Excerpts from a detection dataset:
--- START ---

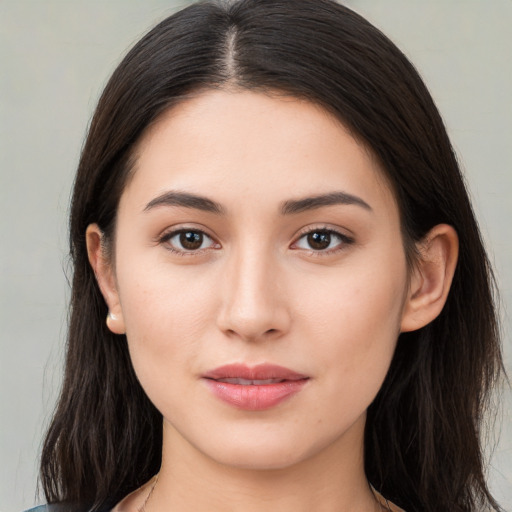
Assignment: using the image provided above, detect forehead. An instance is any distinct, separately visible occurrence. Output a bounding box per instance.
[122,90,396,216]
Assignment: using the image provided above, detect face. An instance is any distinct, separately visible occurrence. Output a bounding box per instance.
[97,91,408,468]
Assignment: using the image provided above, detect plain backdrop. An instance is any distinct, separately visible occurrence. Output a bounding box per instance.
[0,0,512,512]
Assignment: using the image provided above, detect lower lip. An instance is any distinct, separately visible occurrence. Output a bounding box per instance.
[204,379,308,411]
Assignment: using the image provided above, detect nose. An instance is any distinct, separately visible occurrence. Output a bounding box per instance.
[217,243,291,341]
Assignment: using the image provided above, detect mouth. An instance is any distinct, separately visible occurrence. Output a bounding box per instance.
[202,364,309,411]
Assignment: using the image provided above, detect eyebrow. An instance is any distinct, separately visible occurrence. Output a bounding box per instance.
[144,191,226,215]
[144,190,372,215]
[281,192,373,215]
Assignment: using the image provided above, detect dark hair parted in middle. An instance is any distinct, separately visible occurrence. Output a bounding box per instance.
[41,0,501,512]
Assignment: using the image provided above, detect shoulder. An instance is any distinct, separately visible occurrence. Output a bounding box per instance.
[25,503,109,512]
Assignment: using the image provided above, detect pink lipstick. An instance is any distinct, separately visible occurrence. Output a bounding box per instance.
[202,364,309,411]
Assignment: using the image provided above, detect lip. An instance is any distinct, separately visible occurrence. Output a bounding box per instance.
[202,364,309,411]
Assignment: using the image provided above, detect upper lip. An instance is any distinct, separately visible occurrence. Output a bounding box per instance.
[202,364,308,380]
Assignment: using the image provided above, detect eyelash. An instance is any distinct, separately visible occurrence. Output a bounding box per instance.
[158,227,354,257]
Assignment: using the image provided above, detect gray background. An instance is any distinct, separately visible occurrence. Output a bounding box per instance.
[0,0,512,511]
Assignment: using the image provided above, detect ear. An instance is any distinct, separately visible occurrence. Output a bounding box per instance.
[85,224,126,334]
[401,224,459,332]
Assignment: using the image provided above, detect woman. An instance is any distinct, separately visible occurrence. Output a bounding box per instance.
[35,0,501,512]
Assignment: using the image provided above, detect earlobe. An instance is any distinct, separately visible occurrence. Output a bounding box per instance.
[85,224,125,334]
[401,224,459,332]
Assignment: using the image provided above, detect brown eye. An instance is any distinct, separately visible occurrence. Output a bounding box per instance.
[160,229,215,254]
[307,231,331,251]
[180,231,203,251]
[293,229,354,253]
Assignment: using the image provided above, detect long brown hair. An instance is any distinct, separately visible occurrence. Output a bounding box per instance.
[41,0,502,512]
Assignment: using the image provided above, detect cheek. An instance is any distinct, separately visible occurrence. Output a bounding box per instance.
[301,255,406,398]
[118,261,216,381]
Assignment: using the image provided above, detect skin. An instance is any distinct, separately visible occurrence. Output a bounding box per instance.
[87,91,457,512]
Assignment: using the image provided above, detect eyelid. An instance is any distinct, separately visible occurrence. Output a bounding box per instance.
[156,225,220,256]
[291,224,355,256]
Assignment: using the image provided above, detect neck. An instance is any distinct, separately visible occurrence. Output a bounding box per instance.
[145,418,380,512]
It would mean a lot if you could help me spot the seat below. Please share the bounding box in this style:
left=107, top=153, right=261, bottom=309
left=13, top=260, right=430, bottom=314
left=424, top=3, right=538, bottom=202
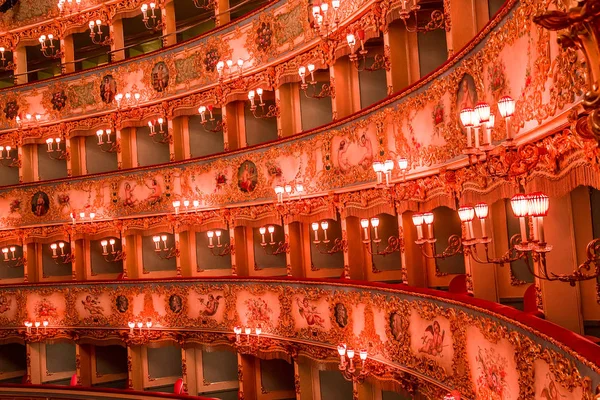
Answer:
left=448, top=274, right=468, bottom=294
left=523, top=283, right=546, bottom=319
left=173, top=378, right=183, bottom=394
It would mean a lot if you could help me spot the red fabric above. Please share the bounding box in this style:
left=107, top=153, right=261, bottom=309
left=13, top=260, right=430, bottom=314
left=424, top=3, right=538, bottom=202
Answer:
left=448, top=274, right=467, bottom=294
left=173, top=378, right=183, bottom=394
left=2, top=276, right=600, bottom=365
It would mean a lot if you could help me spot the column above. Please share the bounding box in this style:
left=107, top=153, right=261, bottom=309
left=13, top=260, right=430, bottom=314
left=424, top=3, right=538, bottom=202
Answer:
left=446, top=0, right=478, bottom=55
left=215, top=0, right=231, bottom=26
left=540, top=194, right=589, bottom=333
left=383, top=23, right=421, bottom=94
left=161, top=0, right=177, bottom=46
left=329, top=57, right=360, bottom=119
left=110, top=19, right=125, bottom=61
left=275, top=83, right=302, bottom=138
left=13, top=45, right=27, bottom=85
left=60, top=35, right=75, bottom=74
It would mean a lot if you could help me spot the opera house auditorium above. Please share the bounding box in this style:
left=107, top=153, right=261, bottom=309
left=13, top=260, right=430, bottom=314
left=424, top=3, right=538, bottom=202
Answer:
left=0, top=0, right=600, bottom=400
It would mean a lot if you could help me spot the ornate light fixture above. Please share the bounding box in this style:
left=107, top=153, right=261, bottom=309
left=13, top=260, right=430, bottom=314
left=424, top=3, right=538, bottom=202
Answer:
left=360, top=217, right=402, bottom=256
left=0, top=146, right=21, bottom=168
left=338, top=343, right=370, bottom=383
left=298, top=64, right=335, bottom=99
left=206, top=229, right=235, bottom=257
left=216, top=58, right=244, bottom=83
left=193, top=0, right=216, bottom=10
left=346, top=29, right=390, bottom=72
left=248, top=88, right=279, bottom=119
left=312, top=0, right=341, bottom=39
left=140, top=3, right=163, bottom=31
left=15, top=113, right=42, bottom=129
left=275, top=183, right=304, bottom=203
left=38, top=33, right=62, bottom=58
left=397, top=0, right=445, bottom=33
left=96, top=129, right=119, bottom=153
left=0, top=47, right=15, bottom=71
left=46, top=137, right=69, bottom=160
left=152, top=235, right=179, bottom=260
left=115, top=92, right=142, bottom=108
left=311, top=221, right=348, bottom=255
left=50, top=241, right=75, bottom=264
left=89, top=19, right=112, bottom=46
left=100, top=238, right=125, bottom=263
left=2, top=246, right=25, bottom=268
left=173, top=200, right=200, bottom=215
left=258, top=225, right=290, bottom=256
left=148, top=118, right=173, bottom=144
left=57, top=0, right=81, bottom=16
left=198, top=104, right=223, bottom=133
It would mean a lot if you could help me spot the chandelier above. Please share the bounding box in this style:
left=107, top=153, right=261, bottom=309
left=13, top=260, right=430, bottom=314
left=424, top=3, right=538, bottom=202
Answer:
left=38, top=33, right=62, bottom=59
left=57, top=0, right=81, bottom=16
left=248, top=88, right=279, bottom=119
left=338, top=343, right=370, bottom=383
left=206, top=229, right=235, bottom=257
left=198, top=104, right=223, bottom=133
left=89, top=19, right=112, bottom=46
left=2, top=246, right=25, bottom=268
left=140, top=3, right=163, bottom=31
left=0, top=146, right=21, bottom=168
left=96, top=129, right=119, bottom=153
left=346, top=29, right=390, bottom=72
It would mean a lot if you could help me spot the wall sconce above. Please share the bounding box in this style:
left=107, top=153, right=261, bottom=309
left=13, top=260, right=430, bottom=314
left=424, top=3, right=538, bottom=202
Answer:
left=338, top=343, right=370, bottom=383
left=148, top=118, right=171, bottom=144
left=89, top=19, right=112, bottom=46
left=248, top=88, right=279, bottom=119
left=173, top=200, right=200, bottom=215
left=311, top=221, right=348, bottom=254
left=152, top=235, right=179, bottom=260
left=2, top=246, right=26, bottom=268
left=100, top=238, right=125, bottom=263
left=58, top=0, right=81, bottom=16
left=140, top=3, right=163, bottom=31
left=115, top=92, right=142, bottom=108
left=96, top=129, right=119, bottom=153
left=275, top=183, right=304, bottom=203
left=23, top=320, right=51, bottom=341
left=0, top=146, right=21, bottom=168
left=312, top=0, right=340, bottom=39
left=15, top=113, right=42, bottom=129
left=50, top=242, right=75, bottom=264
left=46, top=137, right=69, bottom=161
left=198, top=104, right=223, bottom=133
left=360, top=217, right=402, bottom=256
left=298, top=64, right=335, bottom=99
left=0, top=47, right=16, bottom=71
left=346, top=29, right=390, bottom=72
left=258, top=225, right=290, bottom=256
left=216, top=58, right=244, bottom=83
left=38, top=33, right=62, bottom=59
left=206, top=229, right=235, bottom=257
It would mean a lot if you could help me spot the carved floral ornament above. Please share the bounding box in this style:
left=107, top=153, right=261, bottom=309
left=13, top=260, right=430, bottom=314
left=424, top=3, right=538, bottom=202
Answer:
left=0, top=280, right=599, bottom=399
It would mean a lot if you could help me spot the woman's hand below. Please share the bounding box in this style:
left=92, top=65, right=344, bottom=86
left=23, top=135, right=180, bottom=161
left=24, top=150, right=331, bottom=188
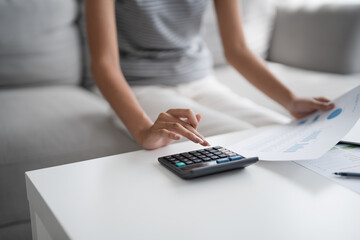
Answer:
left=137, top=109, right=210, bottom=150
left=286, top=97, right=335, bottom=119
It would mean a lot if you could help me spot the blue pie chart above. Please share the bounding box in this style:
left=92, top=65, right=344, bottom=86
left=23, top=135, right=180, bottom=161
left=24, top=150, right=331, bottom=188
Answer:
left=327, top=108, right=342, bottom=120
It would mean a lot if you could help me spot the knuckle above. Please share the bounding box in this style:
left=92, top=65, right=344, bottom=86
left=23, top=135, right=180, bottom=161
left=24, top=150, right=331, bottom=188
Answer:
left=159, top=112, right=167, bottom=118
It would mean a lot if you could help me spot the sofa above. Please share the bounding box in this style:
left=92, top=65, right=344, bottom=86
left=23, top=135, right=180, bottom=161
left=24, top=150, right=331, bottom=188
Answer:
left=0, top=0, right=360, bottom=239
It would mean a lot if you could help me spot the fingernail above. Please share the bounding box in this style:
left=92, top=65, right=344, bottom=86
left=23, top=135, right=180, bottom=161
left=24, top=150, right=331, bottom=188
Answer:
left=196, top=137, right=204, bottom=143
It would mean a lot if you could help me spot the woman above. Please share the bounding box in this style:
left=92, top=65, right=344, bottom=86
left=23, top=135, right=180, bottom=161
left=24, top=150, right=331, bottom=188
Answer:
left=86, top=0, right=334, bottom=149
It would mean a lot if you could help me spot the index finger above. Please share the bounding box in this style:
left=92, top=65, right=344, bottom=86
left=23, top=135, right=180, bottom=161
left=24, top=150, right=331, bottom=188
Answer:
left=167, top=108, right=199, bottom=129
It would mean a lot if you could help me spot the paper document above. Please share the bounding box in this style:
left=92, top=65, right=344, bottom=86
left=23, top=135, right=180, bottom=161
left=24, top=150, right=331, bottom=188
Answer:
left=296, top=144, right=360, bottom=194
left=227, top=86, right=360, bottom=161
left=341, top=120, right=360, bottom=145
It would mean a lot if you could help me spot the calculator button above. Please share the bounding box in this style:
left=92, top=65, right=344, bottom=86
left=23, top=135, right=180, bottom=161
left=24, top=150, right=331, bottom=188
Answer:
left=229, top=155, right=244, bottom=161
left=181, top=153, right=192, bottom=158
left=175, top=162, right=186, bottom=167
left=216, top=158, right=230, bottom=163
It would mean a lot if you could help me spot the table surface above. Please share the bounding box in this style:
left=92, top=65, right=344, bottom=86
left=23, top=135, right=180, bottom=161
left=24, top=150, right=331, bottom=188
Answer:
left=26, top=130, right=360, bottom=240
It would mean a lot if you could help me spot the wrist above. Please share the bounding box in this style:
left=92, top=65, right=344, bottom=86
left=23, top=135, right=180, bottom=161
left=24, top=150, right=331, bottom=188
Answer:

--- END ---

Present the lines above as a numbered list, leaving out any blank lines, and cover only those from the line containing "Assignment: using the image provided above, detect upper" through the line containing "[293,229,354,253]", both included.

_Answer to the task_
1. Assignment: using the image provided above, detect upper lip. An instance is any distinct, separately visible occurrence. Output a bounding box per instance.
2. [202,364,308,380]
3. Assignment: using the image provided above, detect eyelash. An instance is any distinct, separately visible occurrence. Output a bounding box per instance.
4. [158,227,354,257]
5. Assignment: using the image provided above, detect gray background. An instance is any distinct, separately visible occurrence. Output a bounding box per instance.
6. [0,0,512,511]
7. Assignment: using the image provided above, detect ear. An instance is any distinct, separately visible occurrence. Output a bounding box per instance.
8. [85,224,126,334]
9. [401,224,459,332]
10. Assignment: using the image provided above, detect woman. An instance is any distinct, separately visible occurrence. Output a bounding box per instance.
11. [35,0,501,512]
12. Assignment: using the image provided above, detect earlobe. An instance is any distinct, separately visible occurrence. Output a bounding box per instance.
13. [85,224,125,334]
14. [401,224,459,332]
15. Assignment: using the image provided above, detect brown eye. An instance is any distinct, separately visible occurrence. Output a bounding box per instance.
16. [160,229,215,254]
17. [307,231,331,251]
18. [180,231,203,251]
19. [293,229,354,253]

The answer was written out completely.